• Work to be completed:
Reproduce the listing from the line containing "Practice step: identify the white paw" down to and including the line containing "[153, 1188]", leaving each request unchanged and offsetting every coordinate in the answers by -110.

• Records:
-- -- --

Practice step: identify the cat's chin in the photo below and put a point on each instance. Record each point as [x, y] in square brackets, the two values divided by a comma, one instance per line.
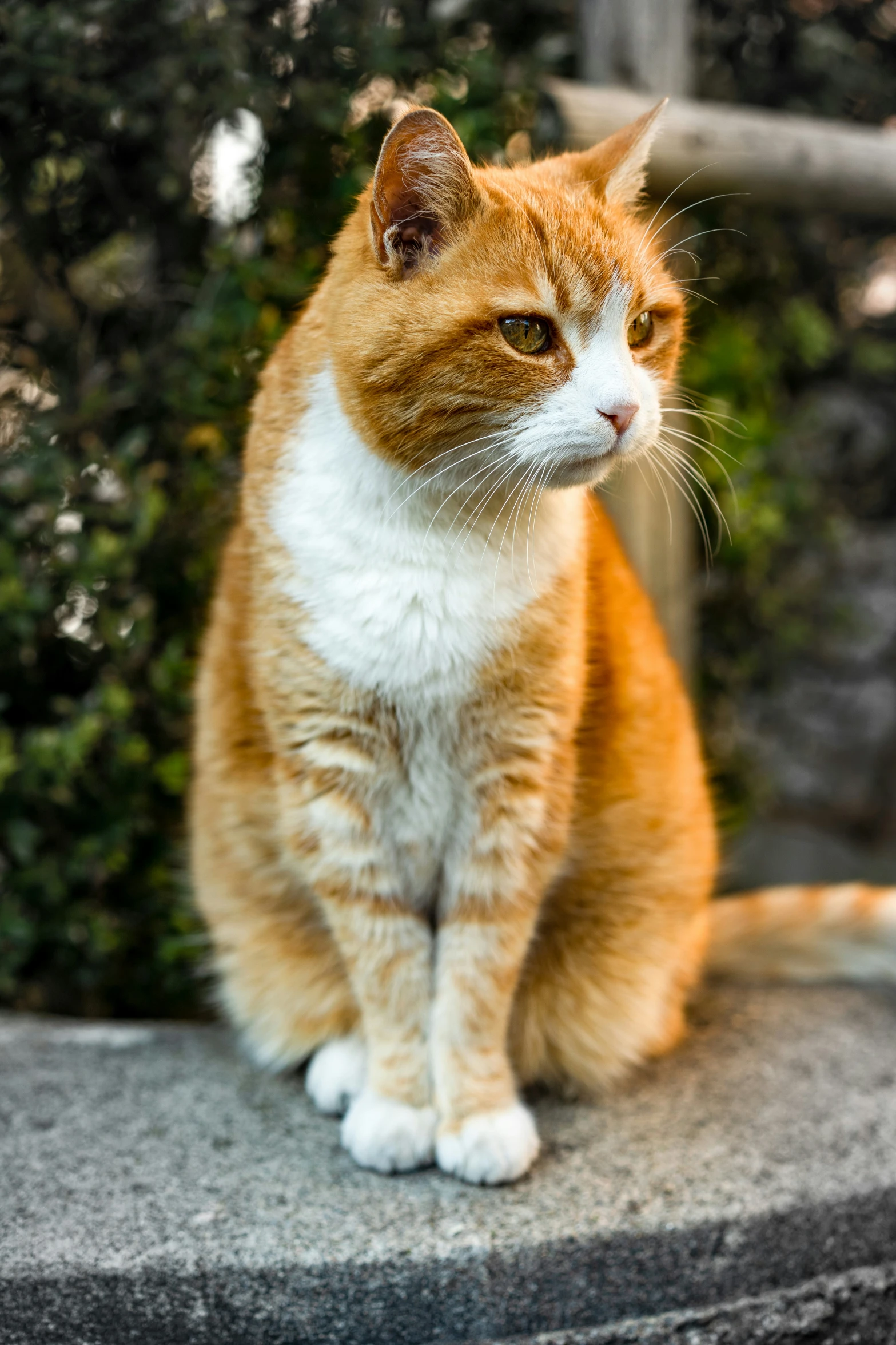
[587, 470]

-- -- --

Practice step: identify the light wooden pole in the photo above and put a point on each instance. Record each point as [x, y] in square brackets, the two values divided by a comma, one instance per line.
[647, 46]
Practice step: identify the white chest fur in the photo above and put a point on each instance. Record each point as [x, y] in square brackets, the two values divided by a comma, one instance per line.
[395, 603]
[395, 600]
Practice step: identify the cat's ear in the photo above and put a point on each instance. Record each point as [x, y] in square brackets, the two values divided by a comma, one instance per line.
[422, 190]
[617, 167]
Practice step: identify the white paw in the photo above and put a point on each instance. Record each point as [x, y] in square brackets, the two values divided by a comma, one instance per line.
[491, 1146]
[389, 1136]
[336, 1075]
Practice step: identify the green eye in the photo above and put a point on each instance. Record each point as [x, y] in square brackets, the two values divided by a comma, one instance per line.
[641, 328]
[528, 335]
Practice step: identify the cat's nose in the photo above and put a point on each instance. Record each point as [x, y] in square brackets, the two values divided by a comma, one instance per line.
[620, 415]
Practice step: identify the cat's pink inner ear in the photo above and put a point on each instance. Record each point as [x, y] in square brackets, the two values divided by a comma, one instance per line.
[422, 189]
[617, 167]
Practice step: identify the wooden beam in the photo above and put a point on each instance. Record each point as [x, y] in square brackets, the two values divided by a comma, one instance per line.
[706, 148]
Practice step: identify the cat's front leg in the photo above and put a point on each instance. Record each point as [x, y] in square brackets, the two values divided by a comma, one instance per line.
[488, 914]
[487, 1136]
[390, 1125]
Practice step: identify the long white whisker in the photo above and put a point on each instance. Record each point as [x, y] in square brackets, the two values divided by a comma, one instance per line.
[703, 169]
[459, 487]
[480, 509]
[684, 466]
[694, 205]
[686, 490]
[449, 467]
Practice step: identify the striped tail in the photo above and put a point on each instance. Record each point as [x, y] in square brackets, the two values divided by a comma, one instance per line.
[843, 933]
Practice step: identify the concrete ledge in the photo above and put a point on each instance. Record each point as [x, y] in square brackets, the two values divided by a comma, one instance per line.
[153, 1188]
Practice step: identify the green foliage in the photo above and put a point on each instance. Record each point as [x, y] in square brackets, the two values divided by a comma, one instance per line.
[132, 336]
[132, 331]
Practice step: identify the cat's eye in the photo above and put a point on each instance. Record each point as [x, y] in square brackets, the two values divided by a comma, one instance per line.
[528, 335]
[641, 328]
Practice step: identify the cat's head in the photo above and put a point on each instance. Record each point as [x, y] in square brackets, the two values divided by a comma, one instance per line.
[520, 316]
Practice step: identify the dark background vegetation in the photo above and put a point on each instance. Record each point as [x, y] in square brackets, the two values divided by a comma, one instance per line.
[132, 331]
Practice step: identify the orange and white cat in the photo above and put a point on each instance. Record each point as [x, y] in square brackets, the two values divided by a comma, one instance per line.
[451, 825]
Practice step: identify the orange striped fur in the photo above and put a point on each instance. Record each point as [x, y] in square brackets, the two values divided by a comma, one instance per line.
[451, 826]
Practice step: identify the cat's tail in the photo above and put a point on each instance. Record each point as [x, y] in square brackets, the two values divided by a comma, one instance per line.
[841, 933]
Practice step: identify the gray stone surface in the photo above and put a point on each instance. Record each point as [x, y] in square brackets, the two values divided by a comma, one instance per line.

-- -- --

• Output of the exercise:
Practice step: identify the white paw in the photo above and put a point on each instance. Record each point as [x, y] in square brackets, the two values divided by a comma, one instance per line.
[381, 1036]
[279, 1026]
[226, 965]
Practice step: identify the green eye in the photo above and put a point on each instance. Record each point as [x, y] in square brackets, the two values divided by a comma, one instance per line.
[531, 218]
[418, 225]
Practice step: identify the cat's nose in the photo above and put a point on each instance. Record each point as [x, y] in square brackets, the two values divided by a comma, one instance per line.
[510, 305]
Practice step: identify the cat's pink inner ear in the photo above and put a point on each instance. Record each point as [x, y] in square brackets, the two values divided by a comma, one instance per line.
[312, 79]
[507, 57]
Practice step: identify the wooden beam in the photo above and put a point on each instance. Record each point as [x, y] in square brackets, the two values divided by a comma, one instance per line.
[596, 38]
Practice step: identify the cat's front leg in the photo above and put a point on each instance. Record each point as [x, y] in square brackets, the two values divided by a comma, one instance per line.
[378, 804]
[377, 1026]
[280, 1015]
Practice step: identify the long white whisker in the photo above and put a point on each instance. Record each point as [x, y] in square brackets, the two values divided by a comma, one instance per line.
[593, 59]
[349, 377]
[370, 399]
[574, 356]
[584, 95]
[576, 380]
[339, 357]
Practice step: identify the striped tail in the photo above and put a point on each instance. Record each point as [x, y] in square brackets, the two values divided by a comma, one instance per line.
[733, 823]
Practice step: identify the concrete ledge in the photo above and put a point on each instance. Record each point as [x, y] in square brackets, the two values divided by a comma, one instance per line.
[43, 1078]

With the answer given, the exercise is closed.